» REQUIREMENT: Format the lines below as a numbered list, starting with the line that contains "Return one point per instance of the book" and going on through the very last line. Leave out any blank lines.

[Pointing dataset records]
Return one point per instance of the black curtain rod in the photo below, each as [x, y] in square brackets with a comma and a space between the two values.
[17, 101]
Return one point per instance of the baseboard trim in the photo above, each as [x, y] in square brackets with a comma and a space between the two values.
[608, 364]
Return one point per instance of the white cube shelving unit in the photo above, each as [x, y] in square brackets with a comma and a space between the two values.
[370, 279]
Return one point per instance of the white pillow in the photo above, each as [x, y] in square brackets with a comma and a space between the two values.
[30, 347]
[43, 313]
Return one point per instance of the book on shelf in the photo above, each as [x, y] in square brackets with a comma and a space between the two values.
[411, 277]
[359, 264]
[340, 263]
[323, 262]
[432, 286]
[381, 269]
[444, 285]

» THE REPLY:
1. Return one point per instance of the book on shelf in the photo above, each as [x, y] in square brackets with a comma and a space between the two values.
2. [411, 277]
3. [359, 264]
4. [340, 263]
5. [323, 262]
6. [432, 286]
7. [381, 269]
8. [444, 285]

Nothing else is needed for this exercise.